**Annotated photo localization data:**
══════
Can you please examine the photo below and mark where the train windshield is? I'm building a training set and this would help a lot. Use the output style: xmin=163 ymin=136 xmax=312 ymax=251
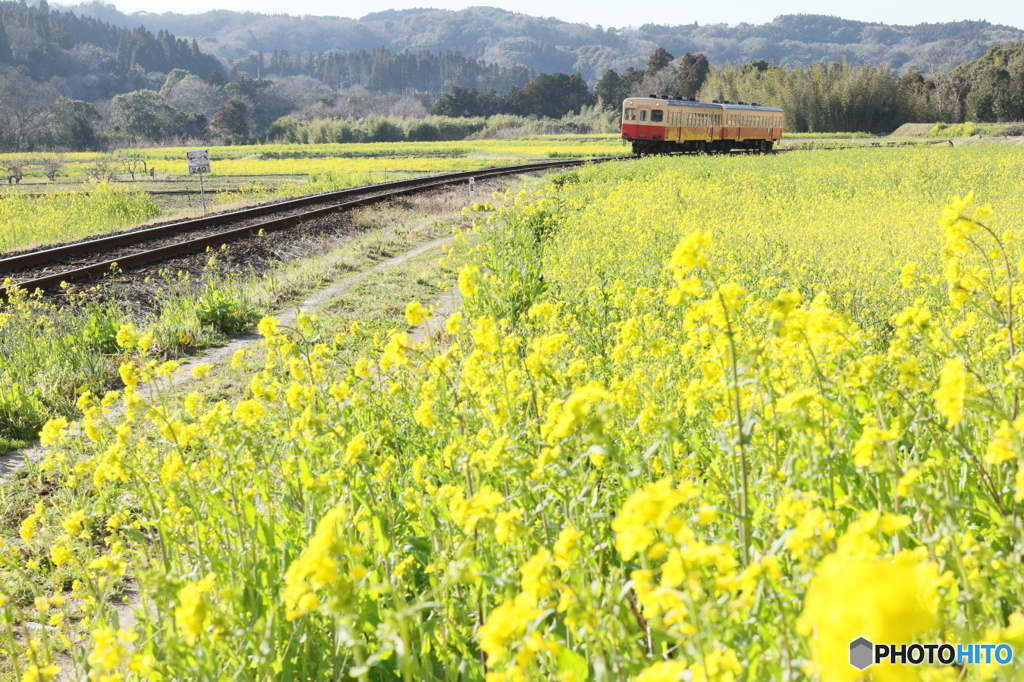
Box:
xmin=624 ymin=108 xmax=636 ymax=121
xmin=651 ymin=110 xmax=663 ymax=122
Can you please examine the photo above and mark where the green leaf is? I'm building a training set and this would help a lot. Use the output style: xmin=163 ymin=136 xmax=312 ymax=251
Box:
xmin=557 ymin=648 xmax=589 ymax=682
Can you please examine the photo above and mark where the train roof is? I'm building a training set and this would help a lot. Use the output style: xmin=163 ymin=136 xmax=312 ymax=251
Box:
xmin=624 ymin=97 xmax=783 ymax=113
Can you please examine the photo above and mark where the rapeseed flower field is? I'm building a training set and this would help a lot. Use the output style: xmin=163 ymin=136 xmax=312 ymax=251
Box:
xmin=4 ymin=146 xmax=1024 ymax=681
xmin=0 ymin=183 xmax=160 ymax=252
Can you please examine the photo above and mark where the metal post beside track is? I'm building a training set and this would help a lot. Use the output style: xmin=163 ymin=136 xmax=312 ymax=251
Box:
xmin=199 ymin=172 xmax=207 ymax=214
xmin=187 ymin=149 xmax=211 ymax=215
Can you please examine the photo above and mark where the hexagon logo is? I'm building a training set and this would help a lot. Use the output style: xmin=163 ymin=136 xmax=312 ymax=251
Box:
══════
**Activity:**
Using the records above, output an exact copy without any pictures.

**Result for this exercise:**
Can you please examine the photo below and mark where the train windshield is? I'm building a training set and this would help a lot. Use the output style: xmin=163 ymin=136 xmax=312 ymax=251
Box:
xmin=624 ymin=108 xmax=636 ymax=121
xmin=651 ymin=110 xmax=663 ymax=122
Can you please examine the photo above and mark where the green leaf is? I'm building a training set and this would help a lot. Use the output style: xmin=163 ymin=136 xmax=312 ymax=251
Box:
xmin=557 ymin=648 xmax=589 ymax=682
Can you please examine the photo above and mark where the train roof is? I'm building a training set and this would help a lot. Use the output style: xmin=163 ymin=136 xmax=312 ymax=251
Box:
xmin=624 ymin=97 xmax=783 ymax=113
Can you please examine the photo above and mark where the rapeseed flower field is? I'm building a training set and this would help a lot. Use the output style: xmin=163 ymin=136 xmax=312 ymax=251
Box:
xmin=4 ymin=146 xmax=1024 ymax=681
xmin=0 ymin=183 xmax=160 ymax=252
Can you please examine the photo above and mark where the metal post beside track is? I'm building a training set and this would help a lot. Use the output style: xmin=163 ymin=136 xmax=312 ymax=251
Box:
xmin=199 ymin=172 xmax=207 ymax=214
xmin=187 ymin=149 xmax=211 ymax=215
Can you please examine the photo above and mark where the hexagon logo is? I'm building a training set and this would help a lot. Use the output style: xmin=163 ymin=136 xmax=312 ymax=251
Box:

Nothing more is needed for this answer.